» **EXTRACTED MATERIAL**:

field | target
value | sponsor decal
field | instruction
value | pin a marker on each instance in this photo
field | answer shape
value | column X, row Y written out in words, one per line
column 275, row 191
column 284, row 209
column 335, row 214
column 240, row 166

» **ASSIGNMENT**: Keeping every word as it is, repeat all of the records.

» **RESPONSE**:
field | target
value | sponsor decal
field | instruction
value | pin a marker on each instance in this photo
field | answer shape
value | column X, row Y written out in words, one per line
column 275, row 191
column 284, row 209
column 335, row 214
column 240, row 166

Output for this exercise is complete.